===== Entries =====

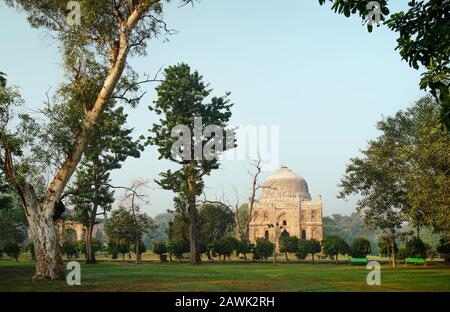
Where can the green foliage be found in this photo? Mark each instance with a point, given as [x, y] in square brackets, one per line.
[72, 248]
[224, 247]
[183, 96]
[12, 250]
[215, 222]
[360, 248]
[415, 248]
[403, 174]
[333, 246]
[288, 244]
[385, 246]
[160, 248]
[264, 248]
[424, 33]
[30, 248]
[178, 247]
[302, 249]
[244, 247]
[314, 247]
[121, 226]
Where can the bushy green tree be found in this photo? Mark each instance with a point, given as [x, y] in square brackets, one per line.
[264, 248]
[288, 244]
[444, 248]
[333, 246]
[71, 249]
[244, 247]
[96, 68]
[415, 248]
[224, 247]
[178, 247]
[387, 247]
[12, 250]
[183, 97]
[106, 152]
[302, 249]
[160, 248]
[30, 248]
[360, 248]
[314, 247]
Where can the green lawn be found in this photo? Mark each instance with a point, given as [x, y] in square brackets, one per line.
[117, 276]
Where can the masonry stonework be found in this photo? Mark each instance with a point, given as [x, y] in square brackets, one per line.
[285, 208]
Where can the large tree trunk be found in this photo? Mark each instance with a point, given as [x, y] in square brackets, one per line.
[49, 264]
[90, 254]
[193, 235]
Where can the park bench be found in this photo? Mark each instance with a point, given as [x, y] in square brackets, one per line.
[415, 261]
[359, 260]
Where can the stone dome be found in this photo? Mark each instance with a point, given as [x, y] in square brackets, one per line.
[285, 183]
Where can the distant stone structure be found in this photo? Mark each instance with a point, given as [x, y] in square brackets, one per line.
[285, 208]
[79, 230]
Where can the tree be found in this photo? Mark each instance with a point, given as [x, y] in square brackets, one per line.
[12, 250]
[177, 248]
[244, 247]
[403, 175]
[288, 244]
[70, 249]
[95, 62]
[314, 247]
[415, 248]
[215, 222]
[183, 100]
[264, 248]
[388, 248]
[30, 248]
[105, 152]
[302, 249]
[360, 248]
[424, 33]
[444, 249]
[224, 247]
[125, 229]
[333, 246]
[160, 248]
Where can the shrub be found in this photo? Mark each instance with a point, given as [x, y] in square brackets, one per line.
[415, 248]
[225, 247]
[302, 249]
[70, 249]
[444, 248]
[264, 248]
[160, 248]
[313, 247]
[12, 250]
[178, 247]
[288, 244]
[360, 248]
[333, 246]
[243, 247]
[30, 248]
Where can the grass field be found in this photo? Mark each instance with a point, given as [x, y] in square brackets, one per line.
[217, 276]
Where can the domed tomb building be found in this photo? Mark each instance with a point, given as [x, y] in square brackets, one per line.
[285, 208]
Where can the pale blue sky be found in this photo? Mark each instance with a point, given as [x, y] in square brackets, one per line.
[320, 76]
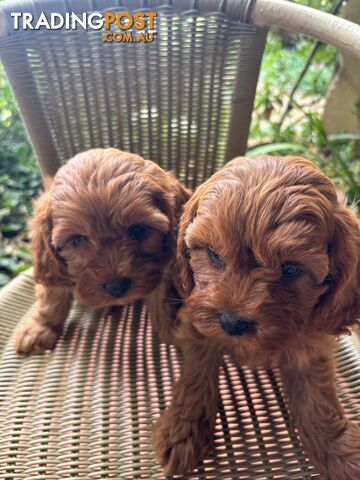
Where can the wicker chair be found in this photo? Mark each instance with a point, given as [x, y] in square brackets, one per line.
[85, 410]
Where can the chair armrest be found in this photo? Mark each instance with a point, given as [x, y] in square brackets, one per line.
[325, 27]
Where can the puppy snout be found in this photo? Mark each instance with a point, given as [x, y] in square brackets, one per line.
[118, 288]
[234, 325]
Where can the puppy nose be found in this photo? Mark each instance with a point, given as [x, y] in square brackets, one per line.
[234, 325]
[118, 288]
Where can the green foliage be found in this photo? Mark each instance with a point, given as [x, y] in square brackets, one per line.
[19, 183]
[302, 131]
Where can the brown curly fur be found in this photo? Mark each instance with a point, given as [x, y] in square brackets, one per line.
[101, 194]
[257, 214]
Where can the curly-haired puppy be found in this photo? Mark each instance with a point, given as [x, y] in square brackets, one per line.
[270, 261]
[104, 233]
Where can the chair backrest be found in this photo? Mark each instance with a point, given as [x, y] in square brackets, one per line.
[185, 100]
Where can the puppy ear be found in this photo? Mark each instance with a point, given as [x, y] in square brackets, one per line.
[49, 268]
[339, 306]
[183, 256]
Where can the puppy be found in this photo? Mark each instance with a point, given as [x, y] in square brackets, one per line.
[104, 233]
[270, 262]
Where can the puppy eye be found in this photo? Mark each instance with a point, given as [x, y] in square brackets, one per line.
[138, 232]
[215, 257]
[78, 240]
[290, 271]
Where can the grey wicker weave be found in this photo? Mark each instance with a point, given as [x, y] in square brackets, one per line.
[85, 410]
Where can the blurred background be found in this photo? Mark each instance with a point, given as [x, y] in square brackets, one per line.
[307, 103]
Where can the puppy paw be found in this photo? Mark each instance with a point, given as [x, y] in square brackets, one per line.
[179, 443]
[34, 337]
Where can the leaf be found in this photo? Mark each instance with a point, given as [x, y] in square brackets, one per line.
[344, 137]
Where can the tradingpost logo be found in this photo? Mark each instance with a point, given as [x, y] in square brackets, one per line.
[121, 27]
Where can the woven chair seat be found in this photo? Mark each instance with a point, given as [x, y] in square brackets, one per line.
[85, 410]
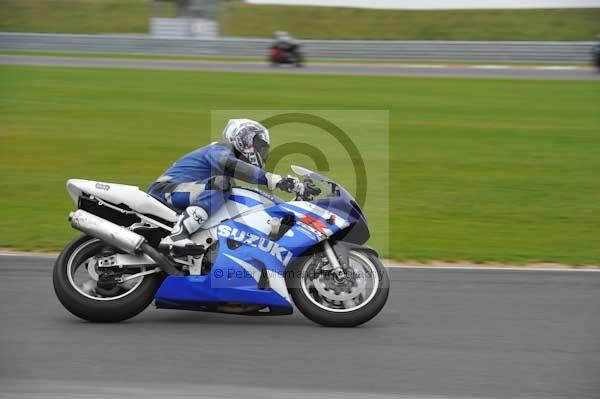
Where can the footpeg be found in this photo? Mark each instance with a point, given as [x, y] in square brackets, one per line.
[189, 249]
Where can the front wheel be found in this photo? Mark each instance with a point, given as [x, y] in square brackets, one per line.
[88, 292]
[327, 299]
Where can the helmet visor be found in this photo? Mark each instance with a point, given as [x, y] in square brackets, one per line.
[261, 147]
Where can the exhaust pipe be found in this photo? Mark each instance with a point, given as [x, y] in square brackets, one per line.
[112, 234]
[118, 237]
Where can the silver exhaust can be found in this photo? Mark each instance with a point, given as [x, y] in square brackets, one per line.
[110, 233]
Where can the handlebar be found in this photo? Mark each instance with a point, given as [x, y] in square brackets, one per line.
[309, 191]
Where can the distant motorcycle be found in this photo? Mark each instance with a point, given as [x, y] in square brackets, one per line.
[285, 50]
[258, 255]
[290, 55]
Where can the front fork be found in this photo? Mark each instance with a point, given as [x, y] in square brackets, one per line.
[336, 266]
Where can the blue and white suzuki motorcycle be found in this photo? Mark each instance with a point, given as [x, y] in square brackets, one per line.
[259, 256]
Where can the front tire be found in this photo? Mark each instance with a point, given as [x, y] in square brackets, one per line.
[123, 305]
[332, 313]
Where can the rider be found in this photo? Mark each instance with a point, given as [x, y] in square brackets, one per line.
[199, 182]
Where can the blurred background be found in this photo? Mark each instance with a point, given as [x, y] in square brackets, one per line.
[494, 121]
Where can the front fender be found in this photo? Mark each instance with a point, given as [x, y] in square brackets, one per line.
[342, 249]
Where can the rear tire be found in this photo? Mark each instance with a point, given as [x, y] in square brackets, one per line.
[330, 318]
[95, 310]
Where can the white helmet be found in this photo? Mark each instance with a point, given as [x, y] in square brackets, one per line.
[249, 139]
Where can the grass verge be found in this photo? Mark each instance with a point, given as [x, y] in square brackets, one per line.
[76, 16]
[481, 170]
[311, 22]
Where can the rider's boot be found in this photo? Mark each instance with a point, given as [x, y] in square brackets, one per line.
[189, 222]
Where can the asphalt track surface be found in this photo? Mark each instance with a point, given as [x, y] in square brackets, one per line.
[466, 71]
[443, 333]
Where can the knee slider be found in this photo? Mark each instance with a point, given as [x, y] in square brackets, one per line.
[221, 183]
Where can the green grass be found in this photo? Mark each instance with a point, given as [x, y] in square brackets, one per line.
[75, 16]
[481, 170]
[74, 54]
[238, 19]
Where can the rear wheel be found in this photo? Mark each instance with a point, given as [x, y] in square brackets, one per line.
[93, 295]
[332, 301]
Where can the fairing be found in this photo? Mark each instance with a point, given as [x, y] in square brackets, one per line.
[250, 264]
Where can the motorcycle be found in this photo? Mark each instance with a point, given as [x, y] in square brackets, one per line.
[285, 55]
[258, 255]
[596, 55]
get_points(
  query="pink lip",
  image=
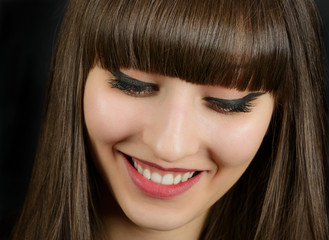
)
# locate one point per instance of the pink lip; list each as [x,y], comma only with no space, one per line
[157,190]
[166,169]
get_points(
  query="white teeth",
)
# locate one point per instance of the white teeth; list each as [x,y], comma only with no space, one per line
[177,179]
[140,169]
[167,179]
[135,164]
[156,177]
[147,173]
[185,177]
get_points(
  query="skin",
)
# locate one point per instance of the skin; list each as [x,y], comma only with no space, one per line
[173,128]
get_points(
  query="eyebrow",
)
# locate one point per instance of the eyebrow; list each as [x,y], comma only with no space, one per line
[227,102]
[234,102]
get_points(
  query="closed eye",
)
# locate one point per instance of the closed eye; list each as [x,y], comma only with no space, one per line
[227,106]
[132,86]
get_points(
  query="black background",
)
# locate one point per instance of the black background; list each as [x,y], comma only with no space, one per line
[28,31]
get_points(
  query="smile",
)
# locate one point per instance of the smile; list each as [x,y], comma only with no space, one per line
[159,182]
[156,175]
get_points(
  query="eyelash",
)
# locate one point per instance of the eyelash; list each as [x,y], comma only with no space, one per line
[219,107]
[134,90]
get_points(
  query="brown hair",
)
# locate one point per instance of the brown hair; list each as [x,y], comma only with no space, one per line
[272,45]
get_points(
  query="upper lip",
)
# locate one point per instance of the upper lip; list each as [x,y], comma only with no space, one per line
[159,167]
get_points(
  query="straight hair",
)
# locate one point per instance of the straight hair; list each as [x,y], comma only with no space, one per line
[268,45]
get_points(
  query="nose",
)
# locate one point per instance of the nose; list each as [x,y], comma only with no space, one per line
[172,131]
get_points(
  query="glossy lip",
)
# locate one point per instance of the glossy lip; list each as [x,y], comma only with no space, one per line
[157,190]
[164,169]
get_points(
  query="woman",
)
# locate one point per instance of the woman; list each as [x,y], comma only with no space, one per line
[183,120]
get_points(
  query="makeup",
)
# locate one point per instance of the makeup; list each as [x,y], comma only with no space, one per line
[137,88]
[185,179]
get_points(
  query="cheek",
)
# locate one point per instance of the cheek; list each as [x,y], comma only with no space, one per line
[239,142]
[106,117]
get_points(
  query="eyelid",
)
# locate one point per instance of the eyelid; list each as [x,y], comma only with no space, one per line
[130,80]
[233,102]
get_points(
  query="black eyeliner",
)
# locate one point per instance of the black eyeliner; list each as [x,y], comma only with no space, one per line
[235,105]
[127,80]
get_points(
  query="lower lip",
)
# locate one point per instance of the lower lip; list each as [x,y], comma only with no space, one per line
[157,190]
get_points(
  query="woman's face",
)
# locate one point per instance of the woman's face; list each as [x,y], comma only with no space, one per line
[191,142]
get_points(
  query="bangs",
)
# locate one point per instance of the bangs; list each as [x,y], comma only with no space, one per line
[235,44]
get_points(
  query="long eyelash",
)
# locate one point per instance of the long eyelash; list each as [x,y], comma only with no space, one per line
[245,107]
[232,106]
[133,89]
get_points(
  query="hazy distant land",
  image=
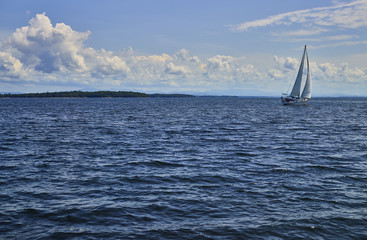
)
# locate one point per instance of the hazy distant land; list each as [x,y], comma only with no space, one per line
[97,94]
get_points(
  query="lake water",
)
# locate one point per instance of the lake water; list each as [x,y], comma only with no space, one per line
[183,168]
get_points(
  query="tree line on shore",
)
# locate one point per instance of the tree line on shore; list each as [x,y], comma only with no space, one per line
[97,94]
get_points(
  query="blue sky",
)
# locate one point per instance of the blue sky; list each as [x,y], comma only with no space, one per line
[234,47]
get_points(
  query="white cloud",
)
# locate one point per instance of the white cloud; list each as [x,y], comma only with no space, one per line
[46,48]
[10,67]
[176,70]
[344,15]
[43,54]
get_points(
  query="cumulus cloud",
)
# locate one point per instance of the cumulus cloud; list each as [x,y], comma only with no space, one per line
[44,48]
[47,48]
[176,70]
[56,55]
[10,67]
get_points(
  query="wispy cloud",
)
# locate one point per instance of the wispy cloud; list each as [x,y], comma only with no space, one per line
[343,15]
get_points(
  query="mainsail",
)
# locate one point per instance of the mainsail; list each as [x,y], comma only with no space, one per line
[307,90]
[296,91]
[295,97]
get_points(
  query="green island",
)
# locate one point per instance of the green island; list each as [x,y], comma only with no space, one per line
[97,94]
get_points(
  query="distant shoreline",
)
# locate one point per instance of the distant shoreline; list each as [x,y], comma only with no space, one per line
[96,94]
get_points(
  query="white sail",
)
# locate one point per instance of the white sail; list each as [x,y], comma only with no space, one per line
[296,91]
[308,85]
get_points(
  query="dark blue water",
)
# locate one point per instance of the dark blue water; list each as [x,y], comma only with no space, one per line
[197,168]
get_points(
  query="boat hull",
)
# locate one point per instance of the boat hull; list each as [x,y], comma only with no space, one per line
[294,101]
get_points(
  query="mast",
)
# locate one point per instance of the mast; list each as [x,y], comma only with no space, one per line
[296,91]
[308,85]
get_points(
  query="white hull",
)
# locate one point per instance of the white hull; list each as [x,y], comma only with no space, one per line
[296,101]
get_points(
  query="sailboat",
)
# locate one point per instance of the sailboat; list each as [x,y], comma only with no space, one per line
[295,97]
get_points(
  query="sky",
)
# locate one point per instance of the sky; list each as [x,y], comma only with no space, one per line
[204,47]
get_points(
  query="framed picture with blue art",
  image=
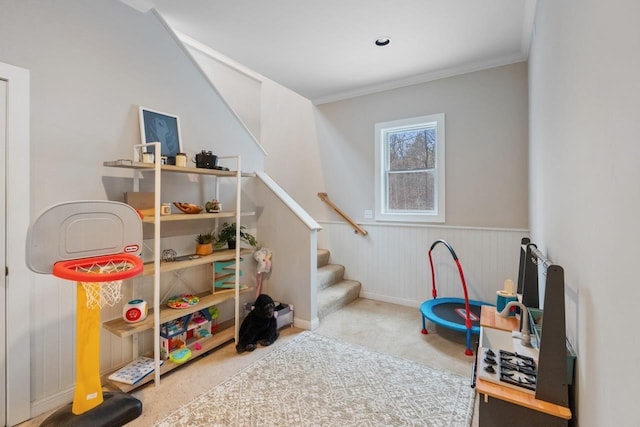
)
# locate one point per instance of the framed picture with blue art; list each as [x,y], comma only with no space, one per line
[160,127]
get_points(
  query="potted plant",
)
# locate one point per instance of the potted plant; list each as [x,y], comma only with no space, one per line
[205,243]
[228,235]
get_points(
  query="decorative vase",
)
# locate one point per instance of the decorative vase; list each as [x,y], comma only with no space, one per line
[204,248]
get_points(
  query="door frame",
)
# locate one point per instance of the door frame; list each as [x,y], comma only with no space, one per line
[17,283]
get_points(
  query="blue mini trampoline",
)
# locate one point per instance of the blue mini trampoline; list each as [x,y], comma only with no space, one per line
[462,315]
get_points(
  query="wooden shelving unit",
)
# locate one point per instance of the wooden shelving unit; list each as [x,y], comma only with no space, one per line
[159,314]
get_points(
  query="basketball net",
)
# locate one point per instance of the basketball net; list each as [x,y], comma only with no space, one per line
[108,293]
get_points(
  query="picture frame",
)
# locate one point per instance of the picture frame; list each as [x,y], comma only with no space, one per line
[156,126]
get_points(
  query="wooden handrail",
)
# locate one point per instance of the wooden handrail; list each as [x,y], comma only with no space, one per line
[325,198]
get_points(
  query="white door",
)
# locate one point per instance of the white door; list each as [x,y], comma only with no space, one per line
[15,353]
[3,264]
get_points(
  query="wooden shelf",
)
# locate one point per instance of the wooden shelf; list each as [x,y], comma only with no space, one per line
[123,329]
[126,164]
[210,297]
[489,318]
[216,340]
[521,398]
[150,219]
[217,255]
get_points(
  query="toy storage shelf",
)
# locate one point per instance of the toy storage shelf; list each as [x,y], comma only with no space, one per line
[220,255]
[149,219]
[123,329]
[127,164]
[159,313]
[216,340]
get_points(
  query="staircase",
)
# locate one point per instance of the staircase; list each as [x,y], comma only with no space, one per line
[334,291]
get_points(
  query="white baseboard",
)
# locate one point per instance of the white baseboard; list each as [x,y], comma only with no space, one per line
[391,300]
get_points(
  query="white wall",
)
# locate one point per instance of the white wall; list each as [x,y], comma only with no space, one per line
[486,145]
[91,65]
[584,198]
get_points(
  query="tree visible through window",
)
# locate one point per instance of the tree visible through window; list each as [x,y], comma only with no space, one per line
[410,169]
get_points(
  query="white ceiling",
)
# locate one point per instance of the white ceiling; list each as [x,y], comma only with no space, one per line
[325,50]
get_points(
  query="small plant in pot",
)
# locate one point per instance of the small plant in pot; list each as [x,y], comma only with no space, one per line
[205,243]
[227,235]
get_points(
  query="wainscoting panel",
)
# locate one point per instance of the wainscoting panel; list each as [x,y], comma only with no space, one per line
[393,265]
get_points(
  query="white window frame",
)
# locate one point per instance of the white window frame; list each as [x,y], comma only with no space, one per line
[437,215]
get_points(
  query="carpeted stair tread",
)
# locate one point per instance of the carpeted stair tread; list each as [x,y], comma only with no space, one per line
[323,257]
[337,296]
[329,274]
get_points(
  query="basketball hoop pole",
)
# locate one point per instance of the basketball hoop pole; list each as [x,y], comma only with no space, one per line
[98,282]
[58,244]
[88,391]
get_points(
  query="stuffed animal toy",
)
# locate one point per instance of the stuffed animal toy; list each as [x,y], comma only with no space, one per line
[263,257]
[259,327]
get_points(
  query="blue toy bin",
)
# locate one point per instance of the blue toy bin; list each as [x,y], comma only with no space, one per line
[503,299]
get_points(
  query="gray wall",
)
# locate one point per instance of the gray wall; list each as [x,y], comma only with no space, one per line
[92,64]
[486,145]
[585,128]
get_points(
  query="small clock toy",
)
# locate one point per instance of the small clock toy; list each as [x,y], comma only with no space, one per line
[135,311]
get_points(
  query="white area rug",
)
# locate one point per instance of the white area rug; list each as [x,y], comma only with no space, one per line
[318,381]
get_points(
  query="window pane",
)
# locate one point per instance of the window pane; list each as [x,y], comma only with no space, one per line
[412,149]
[411,191]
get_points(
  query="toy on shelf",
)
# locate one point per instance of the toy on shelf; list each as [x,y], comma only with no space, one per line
[187,331]
[182,301]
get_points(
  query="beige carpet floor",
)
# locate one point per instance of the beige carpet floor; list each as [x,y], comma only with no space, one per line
[383,327]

=====

## [Set problem]
List every line in the listing that contains the word "pole", matching case exactly.

## [Final answer]
  query="basketball hoop pole",
# locate one point per instance of the basketball hoop pole; list each as [x,y], comma only with no space, one per line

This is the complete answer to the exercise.